River otters digest and metabolize food so quickly that food passes through their intestines within an hour. They spend two-thirds of their time on land often making at least one permanent den on land, near the water, in addition to several temporary shelters. They are adept at being on land unlike the clumsy and rather awkward moving sea otter, who seldom spends 95% of their time in the water. Instead of blubber for insulation, otters have 250,000 to a million hairs per square inch.
Sea otters are active during the day and while river otters are technically nocturnal, they are active both in the day and at night. Around humans they tend to be much more nocturnal. River otters are often solitary creatures. When they are seen together, it would likely be a family unit such as a mother with her young.
The 1980's were hard on populations due to oil spills. The 1989 Exxon Valdez oil spill in particular, in Alaska’s Prince William Sound, killed several thousand sea otters. The oil ruins their fur's ability to keep warm enough in the frigid waters, as well as being toxic. Many died from hypothermia. Estimates put the current worldwide population at only around 106,000.
In addition to oil spills, there are other threats to sea otters.
Sea otters are often contaminated with toxic pollutants and disease-causing parasites as a result of runoff in coastal waters. "Scientists have also reported the accumulation of man-made chemicals, such as PCBs and PBDEs, at some of the highest levels ever seen in marine mammals." ~ Defenders of Wildlife
They are one of the few mammals who use tools. They will use a rock to break open a shell or use something to pry it open.

___

■ **Using the information**:
• A. Summarize the text about otters in two sentences.
• B. According to the text about otters, how many sea otters did the 1989 Exxon Valdez oil spill kill?
• C. Update the text about otters, starting at "The 1980's were" and ending at "to sea otters.", so that "frigid" becomes "icy".

(Stored data)

___

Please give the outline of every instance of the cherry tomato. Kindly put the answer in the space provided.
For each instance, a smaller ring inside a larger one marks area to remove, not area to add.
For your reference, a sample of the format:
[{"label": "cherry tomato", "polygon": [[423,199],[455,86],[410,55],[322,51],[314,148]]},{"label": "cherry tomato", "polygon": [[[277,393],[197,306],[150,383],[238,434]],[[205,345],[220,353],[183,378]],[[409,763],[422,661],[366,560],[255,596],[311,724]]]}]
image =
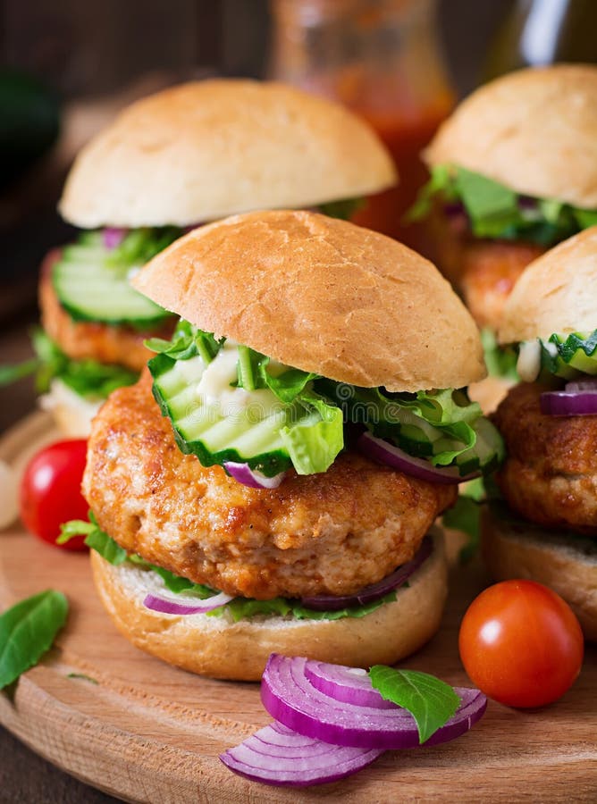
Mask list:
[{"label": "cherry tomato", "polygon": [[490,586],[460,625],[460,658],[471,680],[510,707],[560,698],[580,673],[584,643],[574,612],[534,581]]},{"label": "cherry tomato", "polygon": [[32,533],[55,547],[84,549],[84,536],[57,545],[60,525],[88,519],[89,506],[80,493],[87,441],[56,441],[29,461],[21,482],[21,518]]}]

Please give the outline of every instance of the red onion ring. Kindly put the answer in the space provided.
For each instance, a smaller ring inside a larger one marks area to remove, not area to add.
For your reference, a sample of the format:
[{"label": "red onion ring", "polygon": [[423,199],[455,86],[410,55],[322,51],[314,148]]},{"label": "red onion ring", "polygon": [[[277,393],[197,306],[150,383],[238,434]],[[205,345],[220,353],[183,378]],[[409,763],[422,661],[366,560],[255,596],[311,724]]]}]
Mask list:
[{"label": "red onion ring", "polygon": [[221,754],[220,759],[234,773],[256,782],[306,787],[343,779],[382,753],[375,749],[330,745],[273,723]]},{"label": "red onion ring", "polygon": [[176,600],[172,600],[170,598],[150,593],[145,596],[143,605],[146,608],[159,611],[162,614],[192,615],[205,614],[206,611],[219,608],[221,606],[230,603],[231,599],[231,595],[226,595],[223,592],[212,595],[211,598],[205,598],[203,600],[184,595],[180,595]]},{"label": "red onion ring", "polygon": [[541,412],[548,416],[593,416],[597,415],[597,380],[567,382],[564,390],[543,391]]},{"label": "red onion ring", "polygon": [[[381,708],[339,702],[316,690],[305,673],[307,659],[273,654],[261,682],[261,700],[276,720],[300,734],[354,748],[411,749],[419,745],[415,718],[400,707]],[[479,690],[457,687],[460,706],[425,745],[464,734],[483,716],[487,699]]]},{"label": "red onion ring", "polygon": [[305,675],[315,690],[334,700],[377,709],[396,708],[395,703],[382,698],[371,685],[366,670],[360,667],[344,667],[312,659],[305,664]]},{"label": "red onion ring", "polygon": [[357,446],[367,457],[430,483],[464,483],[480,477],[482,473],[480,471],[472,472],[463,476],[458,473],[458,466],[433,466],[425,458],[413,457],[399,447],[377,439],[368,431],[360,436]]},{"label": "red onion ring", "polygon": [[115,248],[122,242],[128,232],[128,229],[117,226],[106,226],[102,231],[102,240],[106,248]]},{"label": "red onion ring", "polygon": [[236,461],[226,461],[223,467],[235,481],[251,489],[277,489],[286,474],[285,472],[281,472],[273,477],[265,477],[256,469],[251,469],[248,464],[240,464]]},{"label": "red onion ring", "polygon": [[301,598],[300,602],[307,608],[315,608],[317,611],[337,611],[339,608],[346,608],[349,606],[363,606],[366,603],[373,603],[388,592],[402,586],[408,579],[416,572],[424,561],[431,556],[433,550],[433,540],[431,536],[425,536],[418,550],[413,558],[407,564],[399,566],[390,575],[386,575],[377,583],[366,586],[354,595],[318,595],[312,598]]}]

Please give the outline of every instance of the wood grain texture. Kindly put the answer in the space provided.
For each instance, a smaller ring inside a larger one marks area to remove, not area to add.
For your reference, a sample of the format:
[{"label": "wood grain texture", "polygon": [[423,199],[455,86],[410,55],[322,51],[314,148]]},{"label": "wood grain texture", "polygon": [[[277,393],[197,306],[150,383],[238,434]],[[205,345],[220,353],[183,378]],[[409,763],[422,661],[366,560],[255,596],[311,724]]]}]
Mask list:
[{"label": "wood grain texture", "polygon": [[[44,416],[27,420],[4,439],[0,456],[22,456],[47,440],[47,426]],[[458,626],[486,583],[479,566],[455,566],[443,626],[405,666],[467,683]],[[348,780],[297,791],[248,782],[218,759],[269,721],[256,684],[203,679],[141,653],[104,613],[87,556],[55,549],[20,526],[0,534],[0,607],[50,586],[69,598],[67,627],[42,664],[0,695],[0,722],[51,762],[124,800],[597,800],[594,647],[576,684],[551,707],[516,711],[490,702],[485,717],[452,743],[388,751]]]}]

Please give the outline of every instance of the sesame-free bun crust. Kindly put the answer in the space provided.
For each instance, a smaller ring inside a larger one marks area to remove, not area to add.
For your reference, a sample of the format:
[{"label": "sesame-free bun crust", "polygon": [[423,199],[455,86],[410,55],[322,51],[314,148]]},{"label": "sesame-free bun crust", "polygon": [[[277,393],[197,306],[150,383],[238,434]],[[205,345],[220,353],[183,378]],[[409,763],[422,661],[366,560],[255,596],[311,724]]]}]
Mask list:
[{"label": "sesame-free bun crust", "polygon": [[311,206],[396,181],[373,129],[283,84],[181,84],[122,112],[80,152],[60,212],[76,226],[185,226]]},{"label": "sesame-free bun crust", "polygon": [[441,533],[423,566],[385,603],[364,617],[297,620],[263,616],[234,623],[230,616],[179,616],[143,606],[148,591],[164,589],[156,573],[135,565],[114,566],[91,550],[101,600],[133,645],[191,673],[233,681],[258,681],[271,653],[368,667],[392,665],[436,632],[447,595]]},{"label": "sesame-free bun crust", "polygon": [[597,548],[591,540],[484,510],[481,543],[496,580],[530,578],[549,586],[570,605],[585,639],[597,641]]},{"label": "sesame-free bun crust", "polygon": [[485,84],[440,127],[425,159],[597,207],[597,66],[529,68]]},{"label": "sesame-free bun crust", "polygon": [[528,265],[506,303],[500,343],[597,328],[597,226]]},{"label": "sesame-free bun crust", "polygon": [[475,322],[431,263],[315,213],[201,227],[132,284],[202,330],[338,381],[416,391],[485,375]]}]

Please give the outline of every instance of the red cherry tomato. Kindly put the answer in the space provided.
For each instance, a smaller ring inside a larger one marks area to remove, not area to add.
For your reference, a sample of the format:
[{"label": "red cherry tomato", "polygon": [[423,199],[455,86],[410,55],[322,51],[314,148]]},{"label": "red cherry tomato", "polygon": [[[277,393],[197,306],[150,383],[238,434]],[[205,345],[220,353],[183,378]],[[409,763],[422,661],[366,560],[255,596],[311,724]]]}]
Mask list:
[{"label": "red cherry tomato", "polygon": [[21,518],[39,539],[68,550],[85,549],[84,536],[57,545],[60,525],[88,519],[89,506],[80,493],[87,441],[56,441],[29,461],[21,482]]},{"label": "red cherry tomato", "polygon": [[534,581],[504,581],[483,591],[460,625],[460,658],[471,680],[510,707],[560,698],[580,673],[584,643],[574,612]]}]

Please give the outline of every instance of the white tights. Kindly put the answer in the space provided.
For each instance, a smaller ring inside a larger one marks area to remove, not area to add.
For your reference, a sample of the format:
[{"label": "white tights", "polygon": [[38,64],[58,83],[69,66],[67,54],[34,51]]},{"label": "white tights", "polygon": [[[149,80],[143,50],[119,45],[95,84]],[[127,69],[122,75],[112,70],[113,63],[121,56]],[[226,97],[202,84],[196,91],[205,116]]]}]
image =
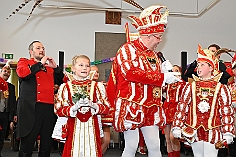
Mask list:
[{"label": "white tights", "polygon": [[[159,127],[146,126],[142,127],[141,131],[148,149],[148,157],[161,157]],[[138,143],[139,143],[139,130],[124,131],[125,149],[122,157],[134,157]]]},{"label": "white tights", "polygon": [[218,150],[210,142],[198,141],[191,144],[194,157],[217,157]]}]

___

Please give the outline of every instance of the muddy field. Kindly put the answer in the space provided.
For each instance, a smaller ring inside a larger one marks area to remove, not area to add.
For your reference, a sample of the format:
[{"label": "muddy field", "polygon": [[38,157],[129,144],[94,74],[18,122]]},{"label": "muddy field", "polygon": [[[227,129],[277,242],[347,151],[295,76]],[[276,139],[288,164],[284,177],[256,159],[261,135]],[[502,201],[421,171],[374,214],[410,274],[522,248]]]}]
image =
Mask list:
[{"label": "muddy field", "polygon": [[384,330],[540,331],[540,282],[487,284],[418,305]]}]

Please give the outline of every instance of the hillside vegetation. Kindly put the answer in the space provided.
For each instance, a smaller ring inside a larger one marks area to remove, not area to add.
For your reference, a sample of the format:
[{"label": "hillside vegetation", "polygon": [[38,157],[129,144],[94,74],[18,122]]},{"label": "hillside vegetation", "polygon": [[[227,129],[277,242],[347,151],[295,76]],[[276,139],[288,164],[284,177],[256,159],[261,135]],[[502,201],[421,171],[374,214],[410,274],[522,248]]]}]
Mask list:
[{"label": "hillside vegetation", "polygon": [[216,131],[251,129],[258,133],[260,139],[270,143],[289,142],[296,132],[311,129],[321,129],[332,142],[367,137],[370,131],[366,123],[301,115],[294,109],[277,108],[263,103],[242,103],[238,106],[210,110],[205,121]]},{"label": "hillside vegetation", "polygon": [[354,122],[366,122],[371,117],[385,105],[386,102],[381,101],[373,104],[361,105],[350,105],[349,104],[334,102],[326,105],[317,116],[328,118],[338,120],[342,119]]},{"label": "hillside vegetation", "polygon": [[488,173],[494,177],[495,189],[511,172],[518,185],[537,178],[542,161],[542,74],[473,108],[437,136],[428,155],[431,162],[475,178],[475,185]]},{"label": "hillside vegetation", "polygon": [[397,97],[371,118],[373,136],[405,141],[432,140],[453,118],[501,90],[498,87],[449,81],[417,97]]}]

___

■ **Written answers**:
• A. River otters digest food within an hour, spend two-thirds of their time on land in dens and shelters, and are often solitary, while sea otters are active during the day. Sea otters have been harmed by oil spills such as the 1989 Exxon Valdez spill and by pollutants, parasites and man-made chemicals, and otters are among the few mammals that use tools.

• B. Several thousand.

• C.
The 1980's were hard on populations due to oil spills. The 1989 Exxon Valdez oil spill in particular, in Alaska’s Prince William Sound, killed several thousand sea otters. The oil ruins their fur's ability to keep warm enough in the icy waters, as well as being toxic. Many died from hypothermia. Estimates put the current worldwide population at only around 106,000.
In addition to oil spills, there are other threats to sea otters.